[Items from a dataset]
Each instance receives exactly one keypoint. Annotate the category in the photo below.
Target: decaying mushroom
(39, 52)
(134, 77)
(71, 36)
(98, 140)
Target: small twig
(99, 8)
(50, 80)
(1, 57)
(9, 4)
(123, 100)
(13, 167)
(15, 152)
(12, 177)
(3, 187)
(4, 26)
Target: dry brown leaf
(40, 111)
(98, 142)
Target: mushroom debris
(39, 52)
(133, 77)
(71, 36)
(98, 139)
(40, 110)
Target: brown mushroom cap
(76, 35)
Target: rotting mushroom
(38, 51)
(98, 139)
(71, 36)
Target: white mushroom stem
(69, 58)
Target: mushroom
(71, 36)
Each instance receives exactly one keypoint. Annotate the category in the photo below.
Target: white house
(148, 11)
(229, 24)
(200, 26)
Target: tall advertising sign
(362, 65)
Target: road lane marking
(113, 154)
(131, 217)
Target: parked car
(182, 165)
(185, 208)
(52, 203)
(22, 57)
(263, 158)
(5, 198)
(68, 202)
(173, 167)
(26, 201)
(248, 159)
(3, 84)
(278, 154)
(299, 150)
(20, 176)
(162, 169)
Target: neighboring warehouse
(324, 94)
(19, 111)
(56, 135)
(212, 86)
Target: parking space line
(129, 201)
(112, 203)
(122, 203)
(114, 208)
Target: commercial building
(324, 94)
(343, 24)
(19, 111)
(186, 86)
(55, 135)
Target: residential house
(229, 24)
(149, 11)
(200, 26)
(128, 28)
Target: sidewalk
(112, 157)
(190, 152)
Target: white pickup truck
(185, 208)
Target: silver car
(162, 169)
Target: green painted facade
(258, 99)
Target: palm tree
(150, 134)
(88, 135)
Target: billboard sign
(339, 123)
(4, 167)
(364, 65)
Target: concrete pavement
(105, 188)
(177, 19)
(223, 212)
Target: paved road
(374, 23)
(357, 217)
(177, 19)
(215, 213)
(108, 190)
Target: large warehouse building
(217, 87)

_WHAT IS REQUIRED_
What is wanted is the complete set of entries, returned verbatim.

_TASK RESULT_
Each instance receives exactly one keypoint. Annotate the category in the photo below.
Target: decaying mushroom
(39, 52)
(134, 77)
(71, 36)
(98, 140)
Target: small twig
(99, 8)
(50, 80)
(1, 57)
(9, 4)
(123, 100)
(13, 167)
(15, 152)
(12, 177)
(3, 187)
(4, 26)
Target: dry brown leaf
(40, 111)
(98, 142)
Target: mushroom debris
(39, 52)
(133, 77)
(71, 36)
(98, 139)
(40, 110)
Target: brown mushroom cap
(76, 35)
Target: rotting mushroom
(38, 51)
(98, 139)
(71, 36)
Target: white mushroom stem
(69, 58)
Target: mushroom
(71, 36)
Each instance receives exactly one keypoint. Annotate the category in the photo below.
Target: white house
(148, 11)
(229, 24)
(200, 26)
Target: tall advertising sign
(362, 65)
Target: road lane marking
(113, 154)
(131, 217)
Target: parked car
(182, 165)
(185, 208)
(52, 203)
(22, 57)
(263, 158)
(5, 198)
(68, 202)
(173, 167)
(26, 201)
(248, 159)
(3, 84)
(278, 154)
(299, 150)
(20, 176)
(162, 169)
Target: neighboring warehouse
(324, 94)
(19, 111)
(56, 135)
(212, 86)
Target: parking space line
(129, 201)
(112, 203)
(122, 203)
(114, 208)
Target: commercial building
(324, 94)
(343, 24)
(19, 111)
(186, 86)
(55, 135)
Target: residential house
(229, 24)
(149, 11)
(200, 26)
(128, 28)
Target: sidewalk
(112, 157)
(190, 152)
Target: white pickup truck
(185, 208)
Target: silver car
(162, 169)
Target: green painted facade
(258, 99)
Target: palm tree
(150, 134)
(88, 135)
Target: billboard sign
(339, 123)
(4, 167)
(364, 65)
Target: concrete pavement
(105, 188)
(177, 19)
(223, 212)
Target: paved road
(374, 23)
(357, 217)
(177, 19)
(215, 213)
(108, 190)
Target: large warehouse building
(217, 87)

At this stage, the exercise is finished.